## Tasks
a) Please answer these three questions about the loom thread, one answer per line, marked the same way:
(i) How much does each weaving class cost?
(ii) What has the owner of the Erica rigid heddle loom been making on it?
(iii) For weaving fabrics, how many shafts does the thread call ideal?
b) From the loom thread, copy the passage that opens with the words containing "I have an Erica" and closes with "for $40 last fall.".

## Extract
#####
# what loom for a beginner?



## sherry in Maine (Nov 22, 2007)

Hello, been taking weaving classes for a couple of months. I am welcome to continue to 'hang around' ($10 per class, not a problem, as I go 1 or 2 times a week) as long as I like, to practice. I think the teachers idea is for me to build (or get) a loom of my own and they'll keep helping me. There are looms there, and I'm welcome to use them, but I think they believe that the best way to continue is to get your own and practice practice practice! Have been hanging back, because trying to decide if I should or if I should not.

An expert (who's been weaving since 1982) told me she recommended either a 36" pr 48" loom. Someone else said get a small one you can always go up in size. I dont want to buy lots of looms, but I dont want to make a boo boo and have one I dont like.
What is your experience? What do you like? I want to weave rugs, fabric (curtains, maybe for clothing, etc)

It needs to be used (cheap) and with all parts and easy to assemble (not mechanically inclned.) There are some at my classroom that I could buy and they'd spiff them up for me, for less than the original price. 

Help! what's your advice?


----------



## rabbitgeek (Mar 22, 2008)

I have an Erica rigid heddle loom that was given to me by my sister in law. 
It's a small loom and it good for beginning weaving.

I've been making lots of cotton dishtowels on it.

Here are some pictures of it. 
http://www.rabbitgeek.com/erica.html

You can find used rigid heddle looms for as little as $40. 
We found one on craigslist for $40 last fall.

Have a good day!
Franco Rios


----------



## sherry in Maine (Nov 22, 2007)

thank you Franco, like looking at your website (again)
pretty interesting!

Sherry


----------



## weever (Oct 1, 2006)

Decide what you want to weave first. I notice you mention rugs and fabric. 

For weaving rugs (especially rag rugs) you need a sturdy loom. You will kill a lightweight loom and be unhappy with the rugs produced on it. If you're only going to do one or two rugs, you'll be fine. But if you want to do more, make sure (!) whatever you buy is sturdy. 

For fabrics, you'll want multiple shafts or harnesses, so that you can make cool patterns. Do you enjoy complicated threadings? Does texture excite you? Then you'll need at least 4 shafts--and 8 would be ideal.
#####
## Provided material
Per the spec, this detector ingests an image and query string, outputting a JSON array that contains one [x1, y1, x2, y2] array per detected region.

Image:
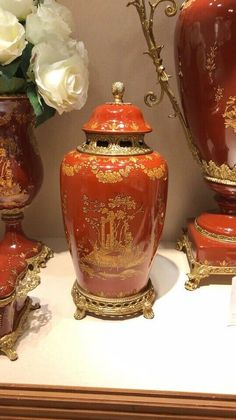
#####
## Set of answers
a)
(i) $10 per class
(ii) Cotton dishtowels
(iii) 8

b)
I have an Erica rigid heddle loom that was given to me by my sister in law. 
It's a small loom and it good for beginning weaving.

I've been making lots of cotton dishtowels on it.

Here are some pictures of it. 
http://www.rabbitgeek.com/erica.html

You can find used rigid heddle looms for as little as $40. 
We found one on craigslist for $40 last fall.